# Given exercise 1:
Answer these questions about the vehicle driving control device passage, one per line:
(a) Which three components make up the driver control unit (400)?
(b) Compared with the FIG. 1 embodiment, which extra unit does the driving control unit (500) include?
(c) Which three modules make up the autonomous driving processing unit (600)?

# Extract:

FIGS. 2A and 2B are block diagrams showing the configuration of a vehicle driving control device according to an embodiment of the present invention. The vehicle driving control device according to an embodiment of the present invention is configured to include a driver operation unit (400) and a driving control unit (500). The vehicle driving control device according to an embodiment of the present invention may further include an autonomous driving processing unit (600). The embodiment of the vehicle driving control device illustrated in FIGS. 2A and 2B is characterized in that, compared to the embodiment of the vehicle driving control device illustrated in FIG. 1, the driving control unit (500) further includes an autonomous driving forced release unit (530).

The driver control unit (400) illustrated in FIGS. 2a and 2b includes an accelerator pedal (410), a deceleration pedal (420), and a steering wheel (430), and the configuration and function of the driver control unit (400) are the same as the driver control unit (100) described above with reference to FIG. 1. The driving control unit (500) illustrated in FIGS. 2a and 2b includes a speed control unit (510), a steering control unit (520), and an autonomous driving forced release unit (530). The autonomous driving processing unit (600) illustrated in FIGS. 2a and 2b includes an autonomous driving introduction module (610), an autonomous driving execution module (620), and an autonomous driving termination module (630), and the configuration and function of the autonomous driving processing unit (600) are the same as the autonomous driving processing unit (300) described above with reference to FIG. 1. Therefore, the differences between the driving control unit (500) and the driving control unit (200) will be described below with reference to FIGS. 2a and 2b.

In the embodiment illustrated in FIGS. 2A and 2B, the basic functions of the speed control unit (510) and the steering control unit (520) are the same as the functions of the speed control unit (210) and the steering control unit (220). That is, the speed control unit (510) controls the speed according to the acceleration/deceleration command included in the driver operation command (c04) in the manual driving mode, and controls the speed according to the speed control command (c05) included in the autonomous driving control command in the autonomous driving mode. In addition, the steering control unit (520) controls the steering according to the steering command included in the driver operation command (c04) in the manual driving mode, and controls the speed according to the steering control command (c05) included in the autonomous driving control command in the autonomous driving mode.

However, the autonomous driving forced release unit (530) is responsible for recognizing the autonomous driving forced release pattern in the driving control unit (500). When the autonomous driving forced release unit (530) receives a driver operation command from the driver control unit (100) during autonomous driving mode (c04), it determines whether the driver operation command corresponds to a predetermined autonomous driving forced release pattern, and if the driver operation command corresponds to a predetermined autonomous driving forced release pattern, it switches the speed control unit (510) and the steering control unit (520) from the autonomous driving mode to the manual driving mode (c06). That is, the autonomous driving forced release unit (530) forcibly releases the autonomous driving mode by recognizing a predetermined driver operation pattern (autonomous driving forced release pattern). When normal autonomous driving is difficult to perform due to a failure of the autonomous driving system and autonomous driving is not released in a normal manner, the autonomous driving forced release unit (530) recognizes an additional driver operation (autonomous driving forced release pattern) and performs autonomous driving forced release. The description of the autonomous driving forced release pattern is the same as the description referring to FIG. 1 and [Table 1].

# Given exercise 2:
Reproduce all of the records below, character for character.

# Materials provided:

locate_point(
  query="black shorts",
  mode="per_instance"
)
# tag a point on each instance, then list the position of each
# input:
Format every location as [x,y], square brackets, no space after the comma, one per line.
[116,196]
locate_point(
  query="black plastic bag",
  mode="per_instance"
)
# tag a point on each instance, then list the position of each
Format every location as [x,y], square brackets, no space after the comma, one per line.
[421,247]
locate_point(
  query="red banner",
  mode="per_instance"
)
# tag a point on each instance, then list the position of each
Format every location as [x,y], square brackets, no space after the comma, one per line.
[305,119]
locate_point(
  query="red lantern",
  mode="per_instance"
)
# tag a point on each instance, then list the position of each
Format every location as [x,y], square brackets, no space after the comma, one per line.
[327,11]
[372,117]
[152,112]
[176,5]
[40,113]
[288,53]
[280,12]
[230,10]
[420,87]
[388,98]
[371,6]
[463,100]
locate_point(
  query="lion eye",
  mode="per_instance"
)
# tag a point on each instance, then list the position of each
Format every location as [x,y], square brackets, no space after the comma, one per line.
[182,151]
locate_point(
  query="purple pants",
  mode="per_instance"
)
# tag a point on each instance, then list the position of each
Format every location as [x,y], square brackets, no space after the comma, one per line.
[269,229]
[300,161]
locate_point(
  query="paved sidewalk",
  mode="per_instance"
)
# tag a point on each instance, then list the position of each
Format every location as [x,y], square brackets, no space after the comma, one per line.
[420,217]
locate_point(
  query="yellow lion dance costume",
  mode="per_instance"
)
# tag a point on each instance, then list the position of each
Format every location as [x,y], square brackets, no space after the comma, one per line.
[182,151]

# Solution 1:
(a) An accelerator pedal (410), a deceleration pedal (420), and a steering wheel (430).
(b) An autonomous driving forced release unit (530).
(c) An autonomous driving introduction module (610), an autonomous driving execution module (620), and an autonomous driving termination module (630).

# Solution 2:
locate_point(
  query="black shorts",
  mode="per_instance"
)
# tag a point on each instance, then list the position of each
# input:
Format every location as [x,y], square brackets, no space after the comma, one per line.
[116,196]
locate_point(
  query="black plastic bag",
  mode="per_instance"
)
# tag a point on each instance, then list the position of each
Format every location as [x,y], square brackets, no space after the comma, one per line.
[421,247]
locate_point(
  query="red banner",
  mode="per_instance"
)
# tag a point on each instance, then list the position of each
Format every location as [x,y], square brackets, no space after the comma, one per line.
[305,119]
locate_point(
  query="red lantern",
  mode="per_instance"
)
# tag a point on each instance, then list the position of each
Format every location as [x,y], square brackets, no space after the comma, one per line.
[327,11]
[372,117]
[152,112]
[176,5]
[40,113]
[288,53]
[280,12]
[230,10]
[420,87]
[388,98]
[371,6]
[463,100]
locate_point(
  query="lion eye",
  mode="per_instance"
)
# tag a point on each instance, then list the position of each
Format every location as [x,y], square brackets, no space after the comma, one per line.
[182,151]
locate_point(
  query="purple pants",
  mode="per_instance"
)
# tag a point on each instance, then list the position of each
Format every location as [x,y], square brackets, no space after the comma, one per line.
[269,229]
[300,161]
locate_point(
  query="paved sidewalk",
  mode="per_instance"
)
# tag a point on each instance, then list the position of each
Format every location as [x,y], square brackets, no space after the comma, one per line.
[420,217]
locate_point(
  query="yellow lion dance costume",
  mode="per_instance"
)
# tag a point on each instance, then list the position of each
Format every location as [x,y], square brackets, no space after the comma, one per line.
[182,151]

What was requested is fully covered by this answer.